Exercise passage
------------------------------------------------------------------------

Retzev, it's OK.
What you expressed is what I came to feel.
What I did was horrible, and I would never choose to behave that way.
I brought the story here because, to be honest, I saw a lot of untreated mental illness at the Fests years ago.
Though no one knew about my phone calls to the Halls, people at fests saw me in my hyper manic state.
I was unable to sit still, I talked a mile a minute, I was all over the place.
I was judged harshly then, sometimes by people who needed to look in a mirror.
One guy, whose name I won't mention, actually thought the Fest committee was "out to get him."
He told me he was going to "bring the fests down."
I have no idea how he intended to do this, but he asked me to help him.
I swear I'm not making this up, just as I'm not making my own story up.
For years, people like he & I were allowed to languish
as we were, and that's not OK.
People don't choose to act this way, they act this way because they're sick & need help.
If someone had dragged my sorry butt into a police station, if a judge had thrown my ass into a hospital back in 1976, imagine how much anguish could have been avoided.
Here's another story:
For five years I was in a relationship with Beecher, another manic depressive.
His right wing friends and siblings used our illnesses as a tool to enrage us against each other & destroy the relationship~~because they thought the relationship was wrong.
If I had been properly treated long ago, instead of being laughed at & judged, this too, could have been avoided.
There are millions like me out there.
When a person has diabetes or cancer, we don' laugh at them or judge them, we treat the disease.
It's time to adopt this same policy regarding mental illness.
And that's why I'm telling my story so bluntly and so harshly.
To kick the door open.
To help make sure that what happened to me~~and to the Halls~~doesn't happen anymore.
Don't applaud me.
What I did was horrible.
But honor Grayson's memory, by helping others like me to get help sooner rather than later.

------------------------------------------------------------------------

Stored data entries
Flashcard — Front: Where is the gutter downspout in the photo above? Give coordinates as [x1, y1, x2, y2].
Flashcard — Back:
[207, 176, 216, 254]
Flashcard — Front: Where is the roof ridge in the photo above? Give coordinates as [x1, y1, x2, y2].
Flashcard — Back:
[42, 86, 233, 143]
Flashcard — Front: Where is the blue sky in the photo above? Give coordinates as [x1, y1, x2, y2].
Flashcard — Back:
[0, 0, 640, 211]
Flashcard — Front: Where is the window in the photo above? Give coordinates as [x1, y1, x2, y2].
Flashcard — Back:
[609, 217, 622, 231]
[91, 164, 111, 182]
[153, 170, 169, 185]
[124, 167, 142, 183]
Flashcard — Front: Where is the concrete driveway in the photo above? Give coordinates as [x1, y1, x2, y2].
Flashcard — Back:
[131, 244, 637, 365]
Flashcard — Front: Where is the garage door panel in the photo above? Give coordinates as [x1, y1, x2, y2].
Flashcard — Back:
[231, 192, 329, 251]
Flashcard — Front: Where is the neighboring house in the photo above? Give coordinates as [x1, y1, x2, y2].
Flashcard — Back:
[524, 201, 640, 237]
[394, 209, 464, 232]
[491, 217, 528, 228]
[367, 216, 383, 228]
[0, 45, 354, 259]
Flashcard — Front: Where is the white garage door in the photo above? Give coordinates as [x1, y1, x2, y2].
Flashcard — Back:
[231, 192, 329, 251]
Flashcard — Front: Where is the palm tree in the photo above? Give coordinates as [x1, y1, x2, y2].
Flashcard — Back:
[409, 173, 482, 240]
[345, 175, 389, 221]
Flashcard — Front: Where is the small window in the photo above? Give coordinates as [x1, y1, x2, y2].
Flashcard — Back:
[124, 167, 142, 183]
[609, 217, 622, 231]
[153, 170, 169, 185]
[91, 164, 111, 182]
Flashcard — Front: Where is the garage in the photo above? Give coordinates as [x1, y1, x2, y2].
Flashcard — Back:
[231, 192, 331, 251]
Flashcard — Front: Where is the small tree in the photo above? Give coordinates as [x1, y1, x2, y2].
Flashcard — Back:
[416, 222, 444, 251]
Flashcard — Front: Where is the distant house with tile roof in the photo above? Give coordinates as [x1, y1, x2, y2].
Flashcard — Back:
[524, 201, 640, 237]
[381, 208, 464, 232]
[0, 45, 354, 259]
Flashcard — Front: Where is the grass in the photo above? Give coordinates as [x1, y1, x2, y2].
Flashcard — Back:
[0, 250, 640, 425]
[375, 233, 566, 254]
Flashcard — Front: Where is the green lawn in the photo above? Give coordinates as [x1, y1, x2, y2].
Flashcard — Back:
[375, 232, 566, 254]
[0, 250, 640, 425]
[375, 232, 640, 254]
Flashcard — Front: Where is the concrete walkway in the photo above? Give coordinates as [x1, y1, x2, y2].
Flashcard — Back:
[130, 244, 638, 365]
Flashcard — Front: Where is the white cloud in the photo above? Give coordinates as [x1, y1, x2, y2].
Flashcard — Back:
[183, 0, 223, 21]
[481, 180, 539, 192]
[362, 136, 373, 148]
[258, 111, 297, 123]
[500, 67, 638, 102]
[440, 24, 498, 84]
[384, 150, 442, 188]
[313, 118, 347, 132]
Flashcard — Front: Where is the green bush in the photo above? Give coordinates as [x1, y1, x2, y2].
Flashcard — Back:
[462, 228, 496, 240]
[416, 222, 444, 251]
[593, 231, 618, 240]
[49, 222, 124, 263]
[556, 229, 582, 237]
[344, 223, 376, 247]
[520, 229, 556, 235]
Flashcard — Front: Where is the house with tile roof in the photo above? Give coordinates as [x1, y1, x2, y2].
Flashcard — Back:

------------------------------------------------------------------------

Check your understanding
(a) According to the post on untreated mental illness, why does the writer tell the story so bluntly and harshly?
(b) Answer these questions from the post on untreated mental illness:
(i) How long was the writer in a relationship with Beecher?
(ii) What did the unnamed guy say he was going to do to the fests?
(iii) What year does the writer give when imagining being sent to a hospital by a judge?

Responses in order
(a) The writer wants to kick the door open on the subject. The aim is to help make sure that what happened to the writer and to the Halls doesn't happen anymore.

(b)
(i) Five years.
(ii) He said he was going to "bring the fests down."
(iii) 1976.